## CONSIGNE
Extrayez des enregistrements toutes les lignes qui contiennent la chaîne « jacket », en tenant compte de la casse.

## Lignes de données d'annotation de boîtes
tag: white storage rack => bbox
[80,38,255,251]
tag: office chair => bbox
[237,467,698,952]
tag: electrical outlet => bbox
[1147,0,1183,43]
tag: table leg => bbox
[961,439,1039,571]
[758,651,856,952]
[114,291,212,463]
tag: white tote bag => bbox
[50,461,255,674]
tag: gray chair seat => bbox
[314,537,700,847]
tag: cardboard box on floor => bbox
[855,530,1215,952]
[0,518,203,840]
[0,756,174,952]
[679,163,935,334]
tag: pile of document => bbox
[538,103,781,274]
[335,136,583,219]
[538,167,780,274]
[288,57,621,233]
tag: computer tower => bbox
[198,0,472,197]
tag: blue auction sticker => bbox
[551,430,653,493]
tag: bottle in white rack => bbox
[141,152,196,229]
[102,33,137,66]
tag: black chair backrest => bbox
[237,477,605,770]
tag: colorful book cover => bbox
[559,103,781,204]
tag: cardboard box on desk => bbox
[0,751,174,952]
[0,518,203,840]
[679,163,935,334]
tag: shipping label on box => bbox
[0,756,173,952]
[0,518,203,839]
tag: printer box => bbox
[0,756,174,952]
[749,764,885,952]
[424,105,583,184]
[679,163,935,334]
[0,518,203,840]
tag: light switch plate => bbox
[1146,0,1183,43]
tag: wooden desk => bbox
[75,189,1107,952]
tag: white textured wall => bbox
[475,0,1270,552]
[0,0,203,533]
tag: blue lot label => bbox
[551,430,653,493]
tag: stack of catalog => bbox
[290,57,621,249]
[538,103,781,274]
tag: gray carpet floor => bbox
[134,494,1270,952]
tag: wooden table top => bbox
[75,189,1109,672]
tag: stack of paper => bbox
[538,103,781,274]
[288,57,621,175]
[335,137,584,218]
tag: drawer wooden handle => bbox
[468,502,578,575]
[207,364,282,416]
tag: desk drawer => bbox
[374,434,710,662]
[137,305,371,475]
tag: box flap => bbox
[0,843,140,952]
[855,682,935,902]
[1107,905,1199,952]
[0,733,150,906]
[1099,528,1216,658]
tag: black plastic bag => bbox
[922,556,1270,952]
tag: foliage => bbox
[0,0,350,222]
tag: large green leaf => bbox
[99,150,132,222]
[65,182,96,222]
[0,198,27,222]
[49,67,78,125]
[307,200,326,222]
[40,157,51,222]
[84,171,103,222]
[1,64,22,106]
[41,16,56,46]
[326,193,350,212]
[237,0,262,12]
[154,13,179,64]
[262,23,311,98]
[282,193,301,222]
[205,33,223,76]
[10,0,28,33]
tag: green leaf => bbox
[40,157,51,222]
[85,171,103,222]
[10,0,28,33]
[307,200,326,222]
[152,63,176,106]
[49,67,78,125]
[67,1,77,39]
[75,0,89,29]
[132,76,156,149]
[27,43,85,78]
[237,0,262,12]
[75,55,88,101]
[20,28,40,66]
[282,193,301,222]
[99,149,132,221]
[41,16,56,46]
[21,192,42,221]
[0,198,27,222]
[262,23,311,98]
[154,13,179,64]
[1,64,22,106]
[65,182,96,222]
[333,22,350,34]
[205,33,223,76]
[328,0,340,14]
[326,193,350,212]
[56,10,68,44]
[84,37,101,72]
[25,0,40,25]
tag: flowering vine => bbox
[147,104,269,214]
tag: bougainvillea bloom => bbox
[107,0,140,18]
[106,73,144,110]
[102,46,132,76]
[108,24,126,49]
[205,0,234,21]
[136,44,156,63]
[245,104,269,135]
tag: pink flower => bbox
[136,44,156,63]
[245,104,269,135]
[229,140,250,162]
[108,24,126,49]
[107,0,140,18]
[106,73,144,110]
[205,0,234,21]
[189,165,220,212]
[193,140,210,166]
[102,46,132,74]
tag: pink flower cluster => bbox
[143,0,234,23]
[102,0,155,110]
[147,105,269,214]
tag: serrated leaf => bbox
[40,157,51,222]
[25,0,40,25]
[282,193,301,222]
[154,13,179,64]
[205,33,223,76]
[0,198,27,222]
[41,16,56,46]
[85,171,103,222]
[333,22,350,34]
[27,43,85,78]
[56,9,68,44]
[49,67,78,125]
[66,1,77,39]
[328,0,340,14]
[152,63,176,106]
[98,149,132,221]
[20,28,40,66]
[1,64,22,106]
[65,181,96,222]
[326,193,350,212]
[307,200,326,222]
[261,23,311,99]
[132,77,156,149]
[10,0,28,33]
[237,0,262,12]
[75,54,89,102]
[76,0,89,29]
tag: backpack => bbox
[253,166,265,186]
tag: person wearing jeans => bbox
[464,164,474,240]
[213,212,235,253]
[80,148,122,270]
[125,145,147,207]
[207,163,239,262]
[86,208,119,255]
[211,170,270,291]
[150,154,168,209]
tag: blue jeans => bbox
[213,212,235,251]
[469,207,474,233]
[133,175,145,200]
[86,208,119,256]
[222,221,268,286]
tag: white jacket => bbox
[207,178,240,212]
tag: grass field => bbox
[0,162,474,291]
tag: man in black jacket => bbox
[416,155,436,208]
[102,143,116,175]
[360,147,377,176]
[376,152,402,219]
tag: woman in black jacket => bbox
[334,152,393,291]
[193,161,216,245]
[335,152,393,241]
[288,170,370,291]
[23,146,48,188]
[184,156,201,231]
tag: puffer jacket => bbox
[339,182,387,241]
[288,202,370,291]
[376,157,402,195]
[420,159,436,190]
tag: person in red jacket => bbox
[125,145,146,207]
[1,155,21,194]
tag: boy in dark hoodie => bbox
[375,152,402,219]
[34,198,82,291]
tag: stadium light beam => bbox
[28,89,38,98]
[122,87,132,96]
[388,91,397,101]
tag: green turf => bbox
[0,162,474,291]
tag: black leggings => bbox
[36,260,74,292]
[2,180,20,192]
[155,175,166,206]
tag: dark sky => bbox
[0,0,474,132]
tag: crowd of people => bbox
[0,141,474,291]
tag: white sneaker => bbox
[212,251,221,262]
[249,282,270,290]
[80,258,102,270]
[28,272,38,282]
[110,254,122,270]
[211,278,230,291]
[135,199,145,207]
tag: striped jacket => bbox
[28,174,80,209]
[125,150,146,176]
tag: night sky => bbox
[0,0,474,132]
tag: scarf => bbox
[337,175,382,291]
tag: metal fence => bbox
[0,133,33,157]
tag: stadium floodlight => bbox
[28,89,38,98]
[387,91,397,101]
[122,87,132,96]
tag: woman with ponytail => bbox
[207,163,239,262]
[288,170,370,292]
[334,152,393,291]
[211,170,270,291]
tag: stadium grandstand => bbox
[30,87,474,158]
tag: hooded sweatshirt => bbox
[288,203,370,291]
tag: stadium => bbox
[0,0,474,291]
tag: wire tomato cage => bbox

## RÉPONSE ATTENDUE
tag: white jacket => bbox
tag: man in black jacket => bbox
tag: woman in black jacket => bbox
tag: puffer jacket => bbox
tag: person in red jacket => bbox
tag: striped jacket => bbox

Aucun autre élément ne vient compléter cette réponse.